# Set exercise:
Turn the listing below into a JSON array of strings, with one string for each line and blank lines omitted.

# Available data:
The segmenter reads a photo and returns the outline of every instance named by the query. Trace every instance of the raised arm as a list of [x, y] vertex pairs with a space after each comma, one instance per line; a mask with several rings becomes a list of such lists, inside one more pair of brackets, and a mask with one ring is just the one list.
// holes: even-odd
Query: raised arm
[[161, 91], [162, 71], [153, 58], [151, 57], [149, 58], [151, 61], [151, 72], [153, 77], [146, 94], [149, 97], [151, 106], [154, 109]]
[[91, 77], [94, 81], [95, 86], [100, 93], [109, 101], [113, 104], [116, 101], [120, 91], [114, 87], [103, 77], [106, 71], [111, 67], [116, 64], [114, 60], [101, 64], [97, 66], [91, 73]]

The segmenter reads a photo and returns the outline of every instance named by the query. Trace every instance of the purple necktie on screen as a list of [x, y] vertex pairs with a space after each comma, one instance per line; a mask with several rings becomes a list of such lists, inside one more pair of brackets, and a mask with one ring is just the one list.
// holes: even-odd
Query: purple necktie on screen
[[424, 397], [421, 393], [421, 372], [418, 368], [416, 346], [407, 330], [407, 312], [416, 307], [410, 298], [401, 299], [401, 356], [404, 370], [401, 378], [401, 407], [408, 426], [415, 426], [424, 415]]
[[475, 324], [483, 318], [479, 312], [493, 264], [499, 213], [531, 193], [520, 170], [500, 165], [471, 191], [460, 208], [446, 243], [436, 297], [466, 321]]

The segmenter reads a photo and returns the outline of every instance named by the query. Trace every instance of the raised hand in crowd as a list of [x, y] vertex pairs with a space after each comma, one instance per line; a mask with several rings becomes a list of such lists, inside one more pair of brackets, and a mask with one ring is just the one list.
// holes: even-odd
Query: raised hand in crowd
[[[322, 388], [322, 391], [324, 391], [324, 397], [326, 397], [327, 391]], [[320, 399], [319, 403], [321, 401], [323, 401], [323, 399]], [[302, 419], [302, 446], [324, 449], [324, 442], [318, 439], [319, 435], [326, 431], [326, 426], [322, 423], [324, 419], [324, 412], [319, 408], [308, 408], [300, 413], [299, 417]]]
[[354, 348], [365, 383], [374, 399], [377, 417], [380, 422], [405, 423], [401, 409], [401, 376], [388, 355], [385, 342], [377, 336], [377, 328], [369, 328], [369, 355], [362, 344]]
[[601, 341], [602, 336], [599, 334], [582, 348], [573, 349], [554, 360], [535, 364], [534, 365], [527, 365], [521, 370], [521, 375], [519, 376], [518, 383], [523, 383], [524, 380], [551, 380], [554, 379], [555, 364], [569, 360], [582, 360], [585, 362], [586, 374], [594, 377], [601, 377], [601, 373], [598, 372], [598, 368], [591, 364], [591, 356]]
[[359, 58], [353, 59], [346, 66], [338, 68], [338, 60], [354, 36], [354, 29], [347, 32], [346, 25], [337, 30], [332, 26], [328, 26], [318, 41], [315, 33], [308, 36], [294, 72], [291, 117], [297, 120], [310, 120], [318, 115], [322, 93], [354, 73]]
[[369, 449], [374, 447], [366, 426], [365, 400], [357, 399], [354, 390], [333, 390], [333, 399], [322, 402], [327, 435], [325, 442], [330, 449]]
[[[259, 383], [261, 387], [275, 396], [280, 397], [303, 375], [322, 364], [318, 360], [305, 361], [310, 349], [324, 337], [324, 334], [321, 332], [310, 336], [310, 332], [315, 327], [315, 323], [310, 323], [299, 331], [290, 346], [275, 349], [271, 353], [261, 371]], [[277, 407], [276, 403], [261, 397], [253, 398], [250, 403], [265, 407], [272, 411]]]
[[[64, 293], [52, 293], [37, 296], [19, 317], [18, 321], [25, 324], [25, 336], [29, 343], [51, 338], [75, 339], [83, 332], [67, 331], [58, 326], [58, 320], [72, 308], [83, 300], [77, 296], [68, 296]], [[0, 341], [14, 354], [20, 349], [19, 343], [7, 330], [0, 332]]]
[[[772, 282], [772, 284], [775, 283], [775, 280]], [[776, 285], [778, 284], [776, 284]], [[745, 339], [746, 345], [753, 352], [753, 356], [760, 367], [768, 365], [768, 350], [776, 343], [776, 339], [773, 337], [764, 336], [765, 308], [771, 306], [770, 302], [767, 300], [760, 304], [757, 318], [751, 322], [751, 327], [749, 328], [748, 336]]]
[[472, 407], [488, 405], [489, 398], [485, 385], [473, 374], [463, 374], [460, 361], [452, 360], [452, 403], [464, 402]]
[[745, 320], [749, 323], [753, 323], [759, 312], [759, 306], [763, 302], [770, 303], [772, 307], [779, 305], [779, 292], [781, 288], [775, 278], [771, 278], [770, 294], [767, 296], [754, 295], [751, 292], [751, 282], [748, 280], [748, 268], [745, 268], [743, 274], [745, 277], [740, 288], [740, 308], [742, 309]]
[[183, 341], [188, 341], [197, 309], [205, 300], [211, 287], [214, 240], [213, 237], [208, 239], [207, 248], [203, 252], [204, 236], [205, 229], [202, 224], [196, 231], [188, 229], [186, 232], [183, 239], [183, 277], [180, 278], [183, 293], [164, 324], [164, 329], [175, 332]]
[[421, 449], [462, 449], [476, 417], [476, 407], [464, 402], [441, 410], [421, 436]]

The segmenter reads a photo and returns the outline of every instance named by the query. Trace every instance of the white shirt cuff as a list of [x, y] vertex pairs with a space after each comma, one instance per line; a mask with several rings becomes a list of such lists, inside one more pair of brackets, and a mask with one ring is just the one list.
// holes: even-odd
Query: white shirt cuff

# Worked solution:
[
  "The segmenter reads a photo and returns the outline of every instance named by the query. Trace every instance of the raised arm as a list of [x, y] vertex pairs with a space after each comma, one instance per line; a mask with several rings becomes a list of such lists, inside one more pair of brackets, and a mask with one ring is just the one list.",
  "// holes: even-odd",
  "Query: raised arm",
  "[[161, 91], [162, 71], [153, 58], [151, 57], [149, 58], [151, 61], [151, 72], [153, 77], [146, 94], [149, 97], [151, 106], [154, 109]]",
  "[[91, 77], [94, 81], [95, 86], [100, 93], [109, 101], [113, 104], [116, 101], [120, 91], [114, 87], [103, 77], [106, 71], [111, 67], [116, 64], [114, 60], [101, 64], [97, 66], [91, 73]]",
  "The segmenter reads a photo and returns the outline of every instance named by the query. Trace every instance of the purple necktie on screen as a list of [x, y] vertex pairs with a space after each comma, one instance per line; a mask with several rings becomes a list of such lists, inside one more pair of brackets, and a mask with one ring is just the one list.",
  "// holes: even-odd",
  "Query: purple necktie on screen",
  "[[424, 397], [421, 393], [421, 372], [418, 368], [416, 346], [407, 330], [407, 312], [416, 307], [410, 298], [401, 299], [401, 356], [404, 370], [401, 378], [401, 407], [408, 426], [415, 426], [424, 415]]",
  "[[475, 324], [483, 318], [479, 312], [493, 264], [499, 213], [531, 193], [520, 170], [500, 165], [471, 191], [460, 208], [446, 243], [436, 297], [466, 321]]",
  "The segmenter reads a photo and returns the outline of every instance named by the query. Trace every instance of the raised hand in crowd as a list of [x, y] vertex pairs with a space after each comma, one instance per line; a mask with several rings becomes a list of such lists, inside one more pair of brackets, and a mask with one ring is just the one list.",
  "// holes: even-odd",
  "Query: raised hand in crowd",
  "[[[322, 388], [322, 391], [324, 391], [324, 397], [326, 397], [327, 391]], [[320, 399], [319, 403], [321, 401], [323, 401], [323, 399]], [[302, 419], [302, 446], [324, 449], [324, 442], [318, 439], [319, 435], [326, 431], [326, 426], [322, 423], [324, 419], [324, 412], [319, 408], [308, 408], [300, 413], [299, 417]]]",
  "[[354, 348], [365, 383], [374, 399], [377, 417], [380, 422], [405, 423], [401, 409], [401, 376], [388, 355], [385, 342], [377, 336], [377, 328], [369, 328], [369, 355], [362, 344]]",
  "[[601, 341], [602, 336], [599, 334], [582, 348], [573, 349], [554, 360], [535, 364], [534, 365], [527, 365], [521, 370], [521, 375], [519, 376], [518, 383], [523, 383], [524, 380], [551, 380], [554, 379], [555, 364], [569, 360], [582, 360], [585, 362], [586, 374], [594, 377], [601, 377], [601, 373], [598, 372], [598, 368], [591, 364], [591, 356]]",
  "[[359, 58], [353, 59], [346, 66], [338, 68], [338, 60], [354, 36], [354, 29], [347, 32], [346, 25], [337, 30], [332, 26], [328, 26], [318, 41], [315, 33], [308, 36], [294, 72], [291, 117], [297, 120], [310, 120], [318, 115], [322, 93], [354, 73]]",
  "[[369, 449], [374, 447], [366, 426], [365, 400], [357, 399], [354, 390], [333, 390], [333, 399], [322, 402], [327, 435], [325, 442], [330, 449]]",
  "[[[259, 383], [261, 387], [275, 396], [280, 397], [303, 375], [322, 364], [318, 360], [305, 361], [310, 349], [324, 337], [324, 334], [321, 332], [310, 336], [310, 332], [315, 327], [315, 323], [310, 323], [299, 331], [290, 346], [275, 349], [271, 353], [261, 371]], [[277, 407], [276, 403], [261, 397], [253, 398], [250, 403], [265, 407], [272, 411]]]",
  "[[[64, 293], [52, 293], [37, 296], [19, 317], [18, 321], [25, 324], [25, 336], [29, 343], [51, 338], [75, 339], [83, 332], [67, 331], [58, 326], [58, 320], [72, 308], [83, 300], [77, 296], [68, 296]], [[0, 341], [14, 354], [20, 349], [19, 343], [7, 330], [0, 332]]]",
  "[[[772, 282], [772, 284], [775, 283], [775, 280]], [[776, 285], [778, 284], [776, 284]], [[745, 339], [746, 345], [753, 352], [753, 356], [760, 367], [768, 365], [768, 350], [776, 343], [776, 339], [773, 337], [764, 336], [765, 308], [771, 306], [770, 302], [767, 300], [760, 304], [757, 318], [751, 322], [751, 327], [749, 328], [748, 336]]]",
  "[[472, 407], [488, 405], [489, 398], [485, 385], [473, 374], [463, 374], [460, 361], [452, 360], [452, 403], [464, 402]]",
  "[[745, 320], [749, 323], [753, 323], [759, 312], [759, 306], [763, 302], [770, 303], [772, 307], [779, 305], [779, 292], [781, 288], [775, 278], [771, 278], [770, 294], [767, 296], [754, 295], [751, 292], [751, 282], [748, 280], [748, 268], [745, 268], [743, 274], [745, 277], [740, 288], [740, 308], [742, 309]]",
  "[[183, 341], [188, 341], [197, 309], [205, 300], [211, 287], [214, 240], [213, 237], [208, 239], [207, 248], [203, 252], [204, 236], [205, 229], [202, 224], [196, 231], [188, 229], [186, 232], [183, 239], [183, 277], [180, 278], [183, 293], [164, 324], [164, 329], [175, 332]]",
  "[[421, 449], [462, 449], [476, 417], [476, 407], [464, 402], [441, 410], [421, 436]]",
  "The segmenter reads a photo and returns the outline of every instance named by the query. Trace every instance of the white shirt cuff as a list of [x, y] vertex pairs with a space after each comma, one instance per line; a mask with several rings becomes a list of such lists, inside one more pair of brackets, and a mask with one ring is just the one list.",
  "// holes: even-odd",
  "Query: white shirt cuff"
]